> **Task brief**:
Return all of the records below word for word, leaving out the pictures.

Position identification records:
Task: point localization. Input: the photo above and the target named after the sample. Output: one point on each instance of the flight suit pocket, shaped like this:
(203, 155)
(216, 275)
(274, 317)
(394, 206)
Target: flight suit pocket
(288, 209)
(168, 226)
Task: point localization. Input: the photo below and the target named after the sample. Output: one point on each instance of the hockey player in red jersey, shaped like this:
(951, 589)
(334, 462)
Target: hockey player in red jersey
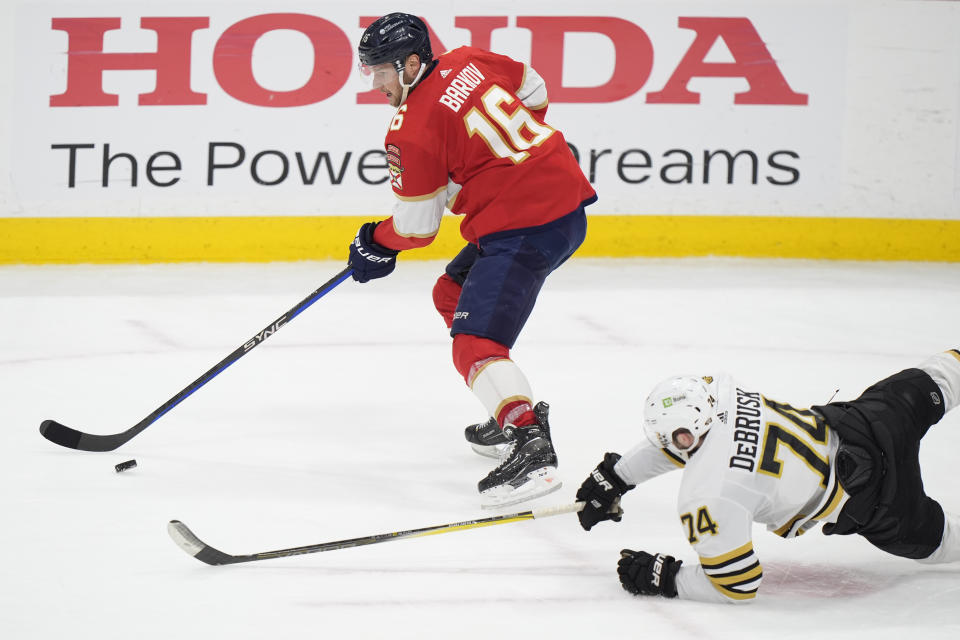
(469, 134)
(851, 466)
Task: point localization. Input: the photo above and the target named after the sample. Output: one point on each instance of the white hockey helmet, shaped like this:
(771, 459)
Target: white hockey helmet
(682, 407)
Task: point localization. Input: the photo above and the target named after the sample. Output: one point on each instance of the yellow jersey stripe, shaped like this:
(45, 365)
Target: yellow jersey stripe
(715, 562)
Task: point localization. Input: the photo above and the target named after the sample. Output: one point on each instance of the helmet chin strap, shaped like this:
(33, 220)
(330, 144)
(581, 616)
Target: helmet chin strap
(407, 87)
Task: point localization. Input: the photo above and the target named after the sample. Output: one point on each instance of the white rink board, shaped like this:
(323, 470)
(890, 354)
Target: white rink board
(874, 136)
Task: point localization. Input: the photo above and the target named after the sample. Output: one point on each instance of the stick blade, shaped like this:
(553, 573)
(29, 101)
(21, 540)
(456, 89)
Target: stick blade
(194, 546)
(72, 439)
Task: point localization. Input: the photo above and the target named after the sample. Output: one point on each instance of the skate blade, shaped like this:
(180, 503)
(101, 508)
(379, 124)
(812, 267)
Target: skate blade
(538, 483)
(491, 450)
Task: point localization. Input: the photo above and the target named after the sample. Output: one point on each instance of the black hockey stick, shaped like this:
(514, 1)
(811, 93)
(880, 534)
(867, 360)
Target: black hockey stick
(200, 550)
(73, 439)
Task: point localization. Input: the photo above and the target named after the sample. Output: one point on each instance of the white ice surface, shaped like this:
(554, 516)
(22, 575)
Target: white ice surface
(348, 422)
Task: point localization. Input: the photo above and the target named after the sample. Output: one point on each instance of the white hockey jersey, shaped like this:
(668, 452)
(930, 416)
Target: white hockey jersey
(762, 461)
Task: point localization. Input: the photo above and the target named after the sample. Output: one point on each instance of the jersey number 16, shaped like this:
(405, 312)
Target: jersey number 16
(522, 130)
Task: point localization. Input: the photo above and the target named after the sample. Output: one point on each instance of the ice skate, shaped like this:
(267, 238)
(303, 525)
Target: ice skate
(487, 438)
(528, 466)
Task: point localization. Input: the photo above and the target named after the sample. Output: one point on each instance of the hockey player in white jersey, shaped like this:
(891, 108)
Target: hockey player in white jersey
(851, 466)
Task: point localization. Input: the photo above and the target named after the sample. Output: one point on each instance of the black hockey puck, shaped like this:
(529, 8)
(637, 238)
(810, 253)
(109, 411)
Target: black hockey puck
(123, 466)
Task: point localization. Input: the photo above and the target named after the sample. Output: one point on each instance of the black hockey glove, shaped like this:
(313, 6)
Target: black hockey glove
(368, 259)
(601, 492)
(645, 575)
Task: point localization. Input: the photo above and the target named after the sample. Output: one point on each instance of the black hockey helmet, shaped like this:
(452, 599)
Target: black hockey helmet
(393, 37)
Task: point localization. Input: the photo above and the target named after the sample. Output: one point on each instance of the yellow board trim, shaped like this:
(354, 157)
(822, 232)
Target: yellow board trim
(283, 238)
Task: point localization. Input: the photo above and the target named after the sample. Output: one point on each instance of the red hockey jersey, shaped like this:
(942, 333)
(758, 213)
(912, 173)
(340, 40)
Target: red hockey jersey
(471, 137)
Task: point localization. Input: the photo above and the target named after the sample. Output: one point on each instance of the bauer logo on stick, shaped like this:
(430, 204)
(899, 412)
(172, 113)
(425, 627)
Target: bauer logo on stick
(124, 466)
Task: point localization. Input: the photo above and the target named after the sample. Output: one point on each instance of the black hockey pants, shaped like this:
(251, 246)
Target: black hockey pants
(878, 464)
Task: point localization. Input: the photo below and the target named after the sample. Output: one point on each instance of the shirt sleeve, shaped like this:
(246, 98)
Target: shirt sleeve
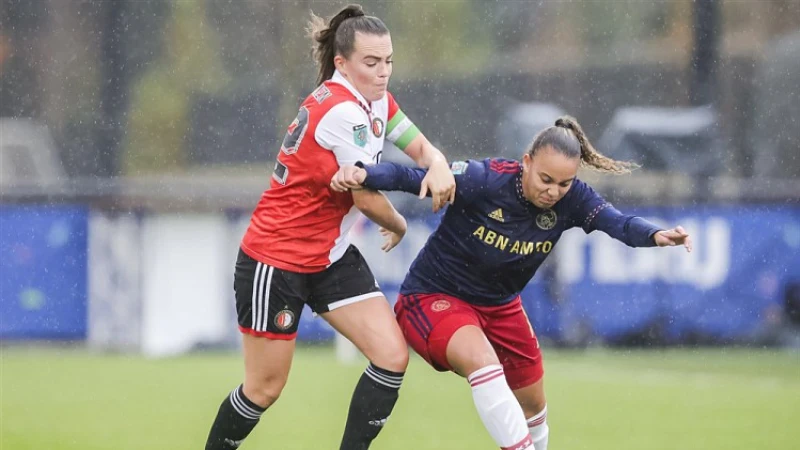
(470, 178)
(593, 212)
(400, 130)
(344, 131)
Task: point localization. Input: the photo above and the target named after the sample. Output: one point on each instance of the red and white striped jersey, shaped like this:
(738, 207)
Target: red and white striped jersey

> **Answer to this problem**:
Task: point localization. Input: the photo above and the target named after the sample. Output: one point on each instance of the flight suit pocket, shaped like this:
(203, 155)
(216, 275)
(274, 317)
(394, 206)
Target: flight suit pocket
(288, 209)
(168, 226)
Task: point localization. Input: the photo below and the target named after the sample. Output: one point on each instance of the hockey player in red jersey, shaped like this:
(951, 589)
(334, 462)
Target: hockey player in red jersey
(469, 134)
(851, 466)
Task: point localization. Input: the photo above and the target named after the sample. Output: one point on each instance of the white hockey helmet, shaped like this:
(771, 459)
Target: white hockey helmet
(682, 407)
Task: point localization. Input: the photo above and the target named after the sample. Output: one point on each instance of the yellow jersey stripe, shaped like this:
(45, 365)
Target: yellow jersey stripe
(715, 562)
Task: point localization. Input: the photo above and the target named after the sample. Output: one point on each instance of the helmet chin strap, shaped like this:
(33, 220)
(330, 144)
(581, 616)
Target: helmet chin strap
(407, 87)
Task: point localization. Input: the photo above and the target named after the sample. Output: one point on each instance of the white rink board, shaped like this:
(323, 470)
(890, 354)
Target: white rink board
(874, 136)
Task: point localization. Input: the photo above and the target named after the sample. Output: one point on each instance of the stick blade, shaped like this:
(553, 573)
(29, 101)
(21, 540)
(456, 89)
Target: stick blade
(194, 546)
(72, 439)
Task: point localization. Input: the photo above and the target named after the sample. Output: one point on each instance of the skate blade, shaped like this:
(180, 503)
(101, 508)
(379, 124)
(812, 267)
Target: skate blade
(538, 483)
(491, 450)
Task: point localization. Input: the photo above and the target named after the sample. Output: one point on each instance of the black hockey stick, shaped like this:
(514, 1)
(811, 93)
(880, 534)
(867, 360)
Target: black hockey stick
(200, 550)
(73, 439)
Task: point localization. Input: the photo above and the target named after the sample. Output: one point on each instance of the white ice surface, shaped like this:
(554, 516)
(22, 575)
Target: white ice surface
(348, 422)
Task: point localization. Input: the photo above and the target named after the sample. Output: one point on each instance of the white hockey jersey, shaped like this:
(668, 452)
(930, 416)
Target: white hockey jersey
(762, 461)
Task: point localization. Input: the photo above and the target named after the sample. Output: one point on each instance of the jersey number 16, shaped like this:
(405, 312)
Target: jersey number 16
(522, 130)
Task: point localization. Input: the photo above and the target named after the sample. Output: one point on each instance of the ice skate, shaped like this:
(267, 238)
(303, 525)
Target: ice skate
(487, 438)
(528, 466)
Task: point localization. Input: the photo above and the target named after the sample. Output: one point on each instance of the hockey player in white jersey, shaped like this:
(891, 108)
Target: hockey player in white jersey
(851, 466)
Task: point localization. Input: the photo above and the target named after the sample. Output: one point on each instance of the black hockey puck, shaped like this:
(529, 8)
(637, 238)
(810, 253)
(109, 411)
Target: black hockey puck
(123, 466)
Task: point localization. Input: the photo above and the target named after the sample. Output: one point on each instance of the black hockey glove, shaped like this:
(313, 6)
Target: black hockey glove
(368, 259)
(601, 492)
(645, 575)
Task: point localization. Input: the photo above and the target named after the sample. Output: one point on each instance of the black hockey helmet, shaped like this:
(452, 599)
Target: black hockey helmet
(393, 37)
Task: point localization. Input: the photo above and the target named after the sample. Output: one point on each instance of the yellow board trim, shaped like this:
(354, 157)
(822, 232)
Target: yellow board trim
(283, 238)
Task: point localization. Input: the photo above and the target named after the sample. Output: one point on each instance of the red hockey jersey, shaped like this:
(942, 333)
(758, 213)
(912, 173)
(340, 40)
Target: red hockey jersey
(471, 137)
Task: point localization. Input: the photo above and the target named after the sample. Output: one point on each instance of the bauer logo on stick, shaped like this:
(430, 204)
(899, 412)
(172, 113)
(425, 627)
Target: bauer logo on stick
(124, 466)
Task: point localization. Input: the photo above and the target named after the sample. Output: one point on each instance of the black hockey pants, shaped like this:
(251, 246)
Target: black hockey pants
(878, 464)
Task: point localization. Input: the photo below and the target named after the sample. Output: one point on each instance of the shirt sleeve, shaped like this:
(246, 98)
Target: shirt sleeve
(470, 178)
(593, 212)
(400, 130)
(344, 131)
Task: point localization. Input: the photo above and the target named after the sample. Output: one point on each instance of the red and white striped jersey, shaped like this:
(738, 207)
Target: red and white striped jersey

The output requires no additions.